- [Selected text]:
During the Pusztai crisis in February 1999 Jones penned an article at the request of Number 10 on the benefits of GM crops. The government's spin-doctors then tried to place the article in a national newspaper. The material turned up 'partially summarized' in a Sunday Times editorial on 14th of February. The following day the Daily Telegraph reported how the piece had been hawked around the press by Number 10. The fact that Jones worked for a laboratory founded and funded by Labour's Science Minister, Lord Sainsbury, who is a leading advocate of GM crops, attracted critical comment.
In the article Jones wrote, 'Grandstanding does not resolve scientific questions', and he concluded, without any apparent sense of self-contradiction, 'The future benefits (for consumers and the environment) will be enormous [from GM] and the best is yet to come. In the meantime, let's have more information and less rhetoric.'
Jones has also attacked GM critics for 'quite literally leading everyone up the garden path.' But he has himself faced criticism for making baseless claims in support of GM crops.
At public talks, Jones has repeatedly claimed that GM crops have made aerial spraying of pesticides unnecessary in the US, resulting in 'crop dusters' going 'out of business because plants are so [pest] resistant, there's no business for applying insecticides indiscriminately from aeroplanes'. However, according to a leading US agronomist, Dr Charles Benbrook, in an email to GMWatch, insecticide use in the US has actually been on the increase.[4] While crop dusters are indeed going out of business, says Benbrook, this is because 'fewer and fewer pesticides may be applied aerial, because of drift. Virtually all the new chemistry is incompatible with aerial application.' Dr Benbrook's conclusion on Jones' much repeated claim that crop dusters are going out of business because of GM crops: 'This fellow does not know what he is talking about.' So where did Jones get his data? He told GMWatch he read it in a newspaper - The Christian Science Monitor.

- [The data]:
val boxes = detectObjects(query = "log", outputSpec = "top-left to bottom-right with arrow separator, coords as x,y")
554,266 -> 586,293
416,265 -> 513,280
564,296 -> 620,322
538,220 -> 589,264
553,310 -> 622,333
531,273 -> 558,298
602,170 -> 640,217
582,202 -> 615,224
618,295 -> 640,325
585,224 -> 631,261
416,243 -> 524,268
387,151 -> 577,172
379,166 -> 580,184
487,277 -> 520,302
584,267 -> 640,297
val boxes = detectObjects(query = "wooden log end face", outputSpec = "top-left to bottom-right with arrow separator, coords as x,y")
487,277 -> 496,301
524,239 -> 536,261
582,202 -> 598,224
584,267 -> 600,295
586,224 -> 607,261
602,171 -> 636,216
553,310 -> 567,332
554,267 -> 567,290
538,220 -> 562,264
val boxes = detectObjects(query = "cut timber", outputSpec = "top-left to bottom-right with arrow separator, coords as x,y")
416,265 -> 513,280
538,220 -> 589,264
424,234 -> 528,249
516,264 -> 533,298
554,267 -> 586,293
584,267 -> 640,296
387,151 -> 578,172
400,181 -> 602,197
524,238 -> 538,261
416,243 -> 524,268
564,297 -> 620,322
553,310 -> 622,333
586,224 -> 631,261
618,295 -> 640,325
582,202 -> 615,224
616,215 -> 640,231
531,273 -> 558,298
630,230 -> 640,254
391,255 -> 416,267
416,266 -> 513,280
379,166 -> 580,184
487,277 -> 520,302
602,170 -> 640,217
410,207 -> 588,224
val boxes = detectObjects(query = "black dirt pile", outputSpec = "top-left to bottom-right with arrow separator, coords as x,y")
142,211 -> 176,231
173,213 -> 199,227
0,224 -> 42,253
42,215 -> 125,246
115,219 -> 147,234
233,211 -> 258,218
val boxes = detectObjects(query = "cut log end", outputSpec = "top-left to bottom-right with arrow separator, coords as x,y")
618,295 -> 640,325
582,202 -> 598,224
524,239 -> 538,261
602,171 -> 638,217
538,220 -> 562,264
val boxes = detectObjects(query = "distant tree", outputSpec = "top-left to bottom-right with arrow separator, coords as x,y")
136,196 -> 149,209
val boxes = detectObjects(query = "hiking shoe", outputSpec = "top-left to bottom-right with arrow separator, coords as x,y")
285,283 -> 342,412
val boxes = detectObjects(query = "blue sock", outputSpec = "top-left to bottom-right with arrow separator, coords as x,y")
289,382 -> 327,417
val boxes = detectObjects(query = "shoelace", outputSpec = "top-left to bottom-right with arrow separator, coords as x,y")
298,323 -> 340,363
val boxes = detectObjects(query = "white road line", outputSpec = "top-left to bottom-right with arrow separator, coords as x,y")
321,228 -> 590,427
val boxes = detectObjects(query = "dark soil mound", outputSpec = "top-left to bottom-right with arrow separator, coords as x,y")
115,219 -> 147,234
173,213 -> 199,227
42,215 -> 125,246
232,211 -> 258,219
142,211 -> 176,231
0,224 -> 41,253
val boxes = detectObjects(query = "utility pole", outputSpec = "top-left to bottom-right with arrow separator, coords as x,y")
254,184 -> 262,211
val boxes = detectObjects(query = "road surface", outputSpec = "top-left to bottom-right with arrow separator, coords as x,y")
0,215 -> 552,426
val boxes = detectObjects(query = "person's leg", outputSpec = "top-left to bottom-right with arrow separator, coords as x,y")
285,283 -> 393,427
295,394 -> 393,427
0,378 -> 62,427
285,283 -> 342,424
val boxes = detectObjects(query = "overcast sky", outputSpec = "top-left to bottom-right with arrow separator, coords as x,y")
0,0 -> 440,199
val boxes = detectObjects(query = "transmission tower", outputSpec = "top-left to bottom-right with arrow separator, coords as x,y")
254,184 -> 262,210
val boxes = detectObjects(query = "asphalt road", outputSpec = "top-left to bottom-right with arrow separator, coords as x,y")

- [What the exercise asks]: In the passage on Jones and GM crops, what reason does Benbrook give for crop dusters going out of business? Answer in one to three sentences. The data above stand apart from the passage on Jones and GM crops.

- [Answer below]: Benbrook says that fewer and fewer pesticides may be applied from the air because of drift. Virtually all the new chemistry cannot be used with aerial application.